AIM: Turn everything from the first of the lines below down to the line containing "point(785, 647)", both included, into a numbered list with blank lines left out.
===============
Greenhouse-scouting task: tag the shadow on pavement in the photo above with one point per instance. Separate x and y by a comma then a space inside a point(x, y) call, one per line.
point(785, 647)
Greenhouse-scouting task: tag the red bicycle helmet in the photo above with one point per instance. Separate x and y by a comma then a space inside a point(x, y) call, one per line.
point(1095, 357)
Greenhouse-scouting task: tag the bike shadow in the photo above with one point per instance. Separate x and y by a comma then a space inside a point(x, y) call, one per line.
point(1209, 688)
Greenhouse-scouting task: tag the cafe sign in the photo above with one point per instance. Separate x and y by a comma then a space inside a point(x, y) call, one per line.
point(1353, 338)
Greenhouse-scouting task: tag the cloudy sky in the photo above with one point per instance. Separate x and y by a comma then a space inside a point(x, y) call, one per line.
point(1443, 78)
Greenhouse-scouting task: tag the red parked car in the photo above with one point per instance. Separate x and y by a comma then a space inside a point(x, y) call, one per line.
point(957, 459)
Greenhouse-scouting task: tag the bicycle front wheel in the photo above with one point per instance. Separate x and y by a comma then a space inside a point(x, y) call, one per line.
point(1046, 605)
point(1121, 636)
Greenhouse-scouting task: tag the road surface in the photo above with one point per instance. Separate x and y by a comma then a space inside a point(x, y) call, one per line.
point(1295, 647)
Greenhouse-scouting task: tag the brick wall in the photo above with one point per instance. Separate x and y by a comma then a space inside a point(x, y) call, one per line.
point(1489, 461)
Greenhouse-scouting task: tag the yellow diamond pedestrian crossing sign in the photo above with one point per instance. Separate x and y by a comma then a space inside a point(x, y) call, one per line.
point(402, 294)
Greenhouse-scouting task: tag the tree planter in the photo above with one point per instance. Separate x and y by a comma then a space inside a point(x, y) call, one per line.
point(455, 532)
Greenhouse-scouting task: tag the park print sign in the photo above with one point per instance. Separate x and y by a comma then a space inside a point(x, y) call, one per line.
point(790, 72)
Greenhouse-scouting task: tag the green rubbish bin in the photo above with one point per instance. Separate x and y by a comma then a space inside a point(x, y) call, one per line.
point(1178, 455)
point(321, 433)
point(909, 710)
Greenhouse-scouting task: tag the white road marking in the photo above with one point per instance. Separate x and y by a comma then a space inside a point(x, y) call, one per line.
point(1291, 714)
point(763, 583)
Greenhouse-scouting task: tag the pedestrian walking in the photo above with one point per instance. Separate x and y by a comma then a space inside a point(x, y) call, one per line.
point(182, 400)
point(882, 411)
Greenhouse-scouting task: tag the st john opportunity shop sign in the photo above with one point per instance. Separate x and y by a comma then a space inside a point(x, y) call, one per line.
===============
IN RESPONSE:
1. Greenhouse-scouting task: tag the shadow on pavement in the photo above with one point per instance. Separate x and y by a comma then a space inside a point(x, y) call, one per line.
2. point(785, 647)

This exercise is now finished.